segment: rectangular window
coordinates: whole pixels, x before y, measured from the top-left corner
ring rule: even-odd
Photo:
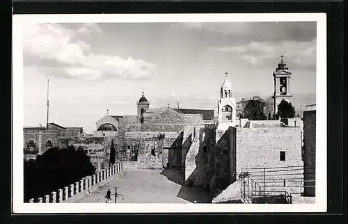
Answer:
[[[285,151],[280,151],[280,161],[285,161]]]

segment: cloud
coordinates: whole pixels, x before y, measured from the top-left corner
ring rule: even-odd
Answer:
[[[100,31],[84,24],[77,33]],[[90,45],[58,24],[30,24],[24,38],[24,66],[34,66],[47,76],[84,80],[140,79],[152,77],[155,67],[142,59],[93,54]]]
[[[268,66],[274,63],[285,51],[285,61],[288,65],[298,69],[315,69],[316,40],[307,42],[283,41],[251,42],[243,45],[210,47],[210,51],[234,54],[244,61],[253,66]]]
[[[102,31],[99,28],[97,24],[84,24],[77,31],[77,33],[90,34],[92,33],[102,33]]]

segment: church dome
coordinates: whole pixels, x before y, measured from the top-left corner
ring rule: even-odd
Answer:
[[[139,99],[139,103],[141,102],[148,102],[148,99],[146,99],[144,96],[144,92],[143,92],[143,95],[141,96],[141,98]]]
[[[227,77],[226,77],[226,79],[225,79],[225,81],[222,83],[221,88],[232,88],[232,85],[230,83],[230,81],[228,81],[228,79]]]

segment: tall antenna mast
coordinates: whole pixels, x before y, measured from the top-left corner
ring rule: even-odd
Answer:
[[[49,115],[49,101],[48,99],[48,93],[49,93],[49,79],[47,79],[47,129],[48,130],[48,115]]]

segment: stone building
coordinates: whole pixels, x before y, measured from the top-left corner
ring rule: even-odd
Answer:
[[[301,127],[280,120],[248,122],[225,130],[218,124],[205,125],[184,134],[183,142],[188,136],[191,143],[185,158],[186,183],[219,193],[248,173],[262,191],[299,193]]]
[[[49,123],[47,127],[23,128],[24,158],[35,159],[38,154],[42,154],[54,147],[65,148],[68,145],[69,138],[79,138],[83,134],[81,127],[64,127],[55,123]]]
[[[303,165],[304,192],[303,195],[315,196],[315,136],[316,106],[315,104],[306,107],[303,111]]]
[[[290,90],[291,74],[287,64],[283,61],[284,56],[280,56],[280,63],[273,72],[274,81],[274,115],[278,113],[278,105],[283,99],[291,102],[292,94]]]
[[[227,77],[220,88],[220,98],[217,100],[216,114],[219,122],[236,122],[236,99],[233,97],[232,85]]]

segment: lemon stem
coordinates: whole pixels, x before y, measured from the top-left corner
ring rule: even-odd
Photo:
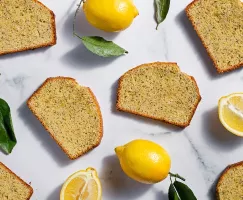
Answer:
[[[181,179],[183,181],[186,181],[186,179],[183,178],[182,176],[180,176],[179,174],[173,174],[173,173],[169,172],[169,175],[170,175],[170,178],[171,177],[175,177],[175,179],[179,178],[179,179]]]
[[[77,17],[78,11],[79,11],[83,1],[84,0],[80,0],[80,3],[78,4],[78,8],[75,11],[75,15],[74,15],[74,19],[73,19],[73,36],[77,36],[77,34],[75,33],[75,22],[76,22],[76,17]]]

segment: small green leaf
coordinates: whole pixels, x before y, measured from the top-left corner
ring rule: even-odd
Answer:
[[[184,183],[175,181],[173,183],[172,189],[171,189],[171,187],[170,187],[171,192],[169,190],[169,200],[178,200],[178,199],[179,200],[197,200],[197,198],[193,194],[192,190]],[[173,189],[175,191],[172,191]],[[173,198],[173,195],[175,195],[175,193],[176,193],[177,197]],[[170,196],[170,194],[171,194],[171,196]],[[178,198],[178,199],[176,199],[176,198]]]
[[[10,108],[7,102],[0,98],[0,148],[10,154],[16,143]]]
[[[119,47],[112,41],[107,41],[99,36],[84,36],[80,37],[75,34],[79,39],[82,40],[84,46],[94,54],[102,57],[120,56],[128,53],[125,49]]]
[[[158,29],[159,24],[165,20],[169,12],[170,0],[154,0],[154,3],[156,8],[155,11],[155,16],[157,21],[156,29]]]
[[[181,200],[178,197],[175,186],[172,183],[170,184],[168,195],[169,195],[169,200]]]

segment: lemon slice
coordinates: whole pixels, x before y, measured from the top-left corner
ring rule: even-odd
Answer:
[[[72,174],[62,186],[60,200],[101,200],[102,189],[93,168]]]
[[[218,109],[223,126],[231,133],[243,137],[243,93],[221,97]]]

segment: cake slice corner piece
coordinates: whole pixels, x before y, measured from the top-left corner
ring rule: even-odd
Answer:
[[[90,88],[75,79],[48,78],[27,105],[70,159],[100,144],[103,120],[98,101]]]
[[[29,200],[33,188],[0,162],[0,199]]]
[[[176,63],[156,62],[135,67],[119,79],[116,108],[186,127],[200,100],[193,77]]]

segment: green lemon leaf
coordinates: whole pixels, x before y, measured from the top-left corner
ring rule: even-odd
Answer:
[[[170,184],[168,195],[169,195],[169,200],[181,200],[178,197],[175,186],[172,183]]]
[[[112,41],[107,41],[99,36],[84,36],[80,37],[75,34],[79,39],[82,40],[84,46],[92,53],[102,57],[121,56],[128,53],[125,49],[121,48]]]
[[[158,29],[158,26],[160,23],[162,23],[168,12],[169,12],[169,8],[170,8],[170,0],[154,0],[155,3],[155,17],[156,17],[156,21],[157,21],[157,27],[156,29]]]
[[[0,148],[10,154],[16,143],[10,108],[7,102],[0,98]]]
[[[177,196],[175,195],[175,193]],[[174,197],[173,195],[176,197]],[[169,190],[169,200],[197,200],[197,198],[193,194],[192,190],[186,184],[179,181],[175,181],[173,183],[173,188],[171,189],[171,191]]]

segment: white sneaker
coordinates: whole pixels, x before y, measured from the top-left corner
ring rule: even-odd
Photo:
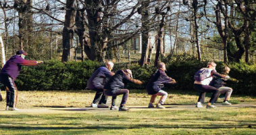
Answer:
[[[98,108],[108,108],[109,106],[107,105],[106,104],[103,104],[103,103],[101,103],[101,104],[98,104]]]
[[[91,103],[91,107],[97,107],[97,105],[96,103]]]
[[[163,104],[164,104],[163,102],[159,102],[159,103],[160,103],[161,105],[163,105]]]
[[[222,103],[222,105],[231,105],[232,104],[229,103],[228,101],[226,101],[225,102]]]
[[[155,106],[152,103],[149,103],[149,108],[155,108]]]
[[[163,107],[160,103],[157,104],[157,108],[159,109],[165,109],[165,107]]]
[[[203,106],[202,105],[202,104],[201,103],[201,102],[197,102],[196,107],[201,108],[203,107]]]
[[[8,110],[9,111],[19,111],[20,109],[16,107],[9,107]]]
[[[213,105],[206,105],[206,108],[207,109],[212,109],[212,108],[216,108],[215,106]]]
[[[118,107],[117,107],[117,106],[111,106],[111,107],[110,107],[110,109],[111,110],[117,110],[117,109],[118,109]]]

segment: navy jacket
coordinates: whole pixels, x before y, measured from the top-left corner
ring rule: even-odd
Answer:
[[[100,67],[91,76],[87,82],[87,88],[91,90],[103,89],[107,78],[113,75],[107,68]]]
[[[147,92],[149,94],[155,94],[163,88],[163,84],[171,84],[172,80],[164,71],[158,70],[147,83]]]
[[[224,86],[224,79],[214,76],[213,79],[211,81],[209,86],[220,88],[220,87]]]
[[[28,61],[19,55],[14,55],[6,61],[1,70],[1,74],[8,75],[14,80],[22,70],[22,65],[36,65],[36,61]]]
[[[118,70],[104,86],[104,89],[110,90],[122,89],[128,82],[136,84],[141,82],[128,76],[123,70]]]

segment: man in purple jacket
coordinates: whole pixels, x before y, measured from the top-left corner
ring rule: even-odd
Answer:
[[[28,53],[22,50],[18,51],[16,55],[12,56],[1,70],[0,82],[7,87],[6,110],[18,111],[19,109],[14,107],[14,93],[17,89],[14,80],[18,76],[22,65],[36,65],[43,63],[40,61],[27,61],[24,59]]]
[[[108,61],[105,63],[106,67],[100,67],[91,76],[87,82],[87,88],[96,91],[95,97],[91,107],[98,108],[108,108],[106,105],[107,97],[103,93],[103,87],[106,80],[111,78],[115,74],[111,72],[113,69],[113,63]],[[99,103],[99,105],[97,103]]]

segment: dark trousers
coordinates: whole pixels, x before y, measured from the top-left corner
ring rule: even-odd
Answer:
[[[197,102],[201,102],[202,99],[204,99],[205,97],[205,92],[211,92],[213,94],[211,94],[211,99],[209,102],[213,104],[216,101],[220,94],[220,91],[217,88],[209,85],[194,84],[194,88],[201,92]]]
[[[102,88],[95,88],[96,91],[95,97],[93,99],[93,103],[97,103],[99,101],[99,104],[107,103],[107,96],[104,94],[104,90]]]
[[[0,82],[3,84],[4,87],[8,88],[8,90],[6,92],[6,105],[14,107],[14,94],[16,90],[14,80],[8,75],[0,74]]]
[[[127,101],[129,96],[129,90],[127,89],[117,89],[117,90],[106,90],[104,92],[105,94],[107,96],[112,96],[112,106],[116,105],[116,97],[118,95],[123,94],[120,107],[124,106]]]

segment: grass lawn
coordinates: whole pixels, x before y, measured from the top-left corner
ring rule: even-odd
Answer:
[[[221,105],[219,99],[217,108],[207,109],[195,107],[197,92],[168,93],[166,109],[157,109],[147,107],[145,90],[130,90],[131,109],[120,112],[88,107],[94,91],[20,91],[19,111],[5,111],[0,103],[0,134],[256,134],[255,97],[232,95],[232,105]]]

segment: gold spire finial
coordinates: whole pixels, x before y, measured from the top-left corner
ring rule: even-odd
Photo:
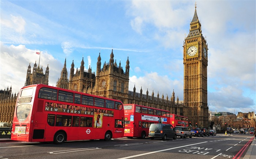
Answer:
[[[196,9],[196,4],[195,4],[195,8]]]

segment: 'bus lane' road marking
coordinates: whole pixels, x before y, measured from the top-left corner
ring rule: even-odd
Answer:
[[[59,151],[58,151],[48,152],[47,153],[52,154],[61,154],[62,153],[72,152],[73,152],[80,151],[81,151],[91,150],[94,150],[101,149],[102,148],[98,147],[90,147],[90,148],[80,148],[79,149],[68,150],[67,150]]]
[[[206,143],[207,142],[208,142],[206,141],[205,142],[203,142],[199,143],[196,143],[196,144],[190,144],[189,145],[185,145],[184,146],[179,146],[178,147],[173,147],[172,148],[167,148],[167,149],[161,150],[156,151],[155,151],[145,153],[144,154],[140,154],[139,155],[134,155],[133,156],[128,156],[127,157],[124,157],[124,158],[120,158],[118,159],[128,159],[128,158],[132,158],[135,157],[138,157],[139,156],[143,156],[144,155],[148,155],[150,154],[154,154],[155,153],[159,152],[160,152],[165,151],[166,151],[170,150],[171,150],[176,149],[176,148],[180,148],[181,147],[186,147],[187,146],[192,146],[192,145],[197,145],[197,144],[201,144],[204,143]]]

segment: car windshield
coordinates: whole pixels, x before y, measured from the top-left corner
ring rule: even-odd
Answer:
[[[182,128],[175,127],[175,128],[176,130],[182,131]]]

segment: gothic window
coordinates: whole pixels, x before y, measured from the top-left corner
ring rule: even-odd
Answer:
[[[106,81],[105,79],[102,80],[102,87],[104,88],[106,87]]]
[[[121,92],[122,93],[124,92],[124,82],[122,82],[121,83]]]
[[[116,84],[117,81],[116,80],[114,80],[114,91],[116,91]]]
[[[74,85],[74,91],[77,91],[77,84],[76,84]]]

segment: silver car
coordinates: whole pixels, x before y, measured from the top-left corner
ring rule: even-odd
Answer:
[[[180,138],[187,138],[187,136],[189,136],[189,138],[192,138],[192,133],[189,131],[188,127],[176,126],[174,128],[177,136],[180,136]]]

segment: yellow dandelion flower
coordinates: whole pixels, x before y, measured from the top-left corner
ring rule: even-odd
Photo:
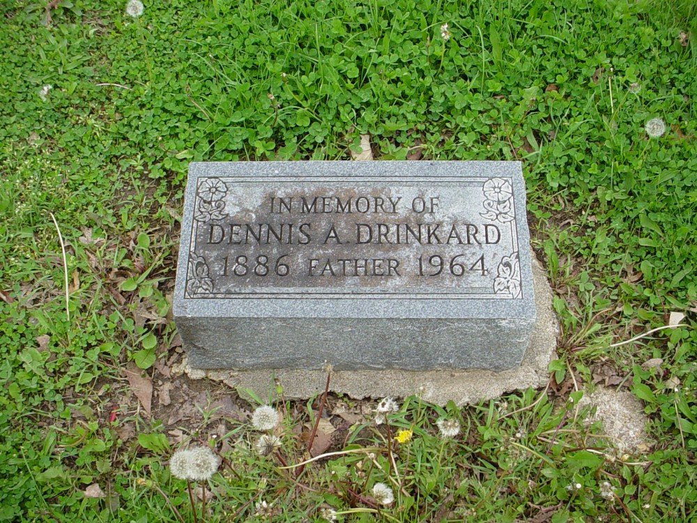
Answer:
[[[397,433],[397,436],[395,437],[395,439],[397,440],[397,443],[405,444],[407,441],[411,441],[411,437],[414,434],[414,431],[411,429],[401,430]]]

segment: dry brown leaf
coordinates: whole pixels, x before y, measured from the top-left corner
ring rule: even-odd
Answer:
[[[47,334],[42,334],[40,336],[36,337],[36,342],[38,344],[38,351],[39,352],[43,352],[48,349],[49,342],[51,341],[51,337]]]
[[[150,377],[136,366],[133,362],[129,362],[123,372],[126,374],[131,391],[140,401],[146,414],[150,416],[153,405],[153,381]]]
[[[85,489],[84,492],[86,498],[105,498],[107,494],[104,493],[102,490],[102,487],[99,486],[98,483],[92,483],[87,488]]]
[[[663,358],[652,358],[641,364],[641,367],[644,369],[654,369],[660,367],[663,364]]]
[[[675,311],[671,311],[671,316],[668,320],[668,325],[669,327],[678,327],[680,325],[680,322],[685,319],[685,315],[682,312],[677,312]]]
[[[309,449],[309,455],[312,457],[319,456],[326,452],[332,444],[332,435],[330,434],[321,434],[317,431],[315,434],[314,441],[312,441],[312,448]]]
━━━
TO BE DONE
Transcribe the material from the line with "segment: car windshield" to the line with "[[[182,128],[175,127],[175,128],[176,130],[182,131]]]", both included, reproducing each line without any change.

ANSWER FOR THE TASK
segment: car windshield
coordinates: whole pixels, x before y, measured from the top-left corner
ring rule: even-odd
Answer:
[[[182,128],[175,127],[175,128],[176,130],[182,131]]]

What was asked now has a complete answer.